(Task to complete): Swap "white cloud" for "pale cloud" throughout the records below and write them out again with nothing else changed. Leave the pictures out of your answer.

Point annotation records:
--- Begin ---

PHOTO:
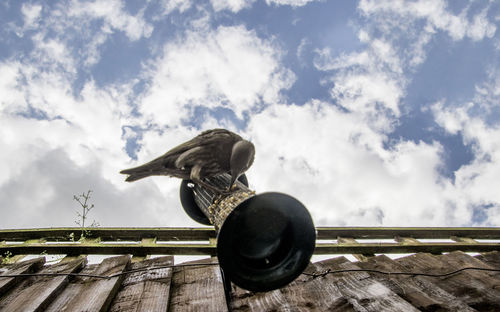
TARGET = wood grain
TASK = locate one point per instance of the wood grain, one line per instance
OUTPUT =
(36, 293)
(92, 294)
(198, 288)
(145, 290)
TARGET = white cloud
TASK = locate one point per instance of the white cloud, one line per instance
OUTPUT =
(368, 82)
(31, 13)
(170, 5)
(337, 166)
(232, 5)
(476, 184)
(229, 67)
(293, 3)
(435, 13)
(237, 5)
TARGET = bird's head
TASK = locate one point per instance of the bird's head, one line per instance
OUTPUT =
(242, 157)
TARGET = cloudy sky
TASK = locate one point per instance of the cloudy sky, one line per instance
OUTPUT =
(371, 113)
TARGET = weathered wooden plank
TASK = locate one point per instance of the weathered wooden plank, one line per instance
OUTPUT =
(491, 258)
(415, 232)
(377, 248)
(363, 292)
(35, 293)
(145, 290)
(462, 285)
(92, 294)
(186, 234)
(112, 249)
(197, 288)
(28, 266)
(459, 259)
(420, 292)
(305, 294)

--- End ---

(Solution):
PHOTO:
TARGET = wood grain
TASK = locate one point per instance of the wood grain, one line per instance
OUTPUT =
(36, 293)
(92, 294)
(198, 288)
(145, 290)
TARGET = pale cloud
TASK = locate one point per instance of the pale cloud, one line per instance
OUTPUT =
(368, 82)
(31, 13)
(170, 5)
(337, 166)
(232, 5)
(476, 184)
(229, 67)
(293, 3)
(435, 13)
(237, 5)
TARGET = bird's head
TASK = locate one point per instance of the bird's head, one line per instance
OUTPUT =
(242, 157)
TARGET = cloudy sky
TASK = locate one point per instance of the cloudy sky, one line per instance
OUTPUT =
(371, 113)
TARGET = weathered wooden plank
TASK = locate one point per instance of the weathered wooden plank, one line per instance
OUTPUT =
(491, 258)
(415, 232)
(377, 248)
(363, 292)
(35, 293)
(145, 290)
(462, 285)
(92, 294)
(186, 234)
(112, 249)
(197, 288)
(28, 266)
(459, 259)
(420, 292)
(305, 294)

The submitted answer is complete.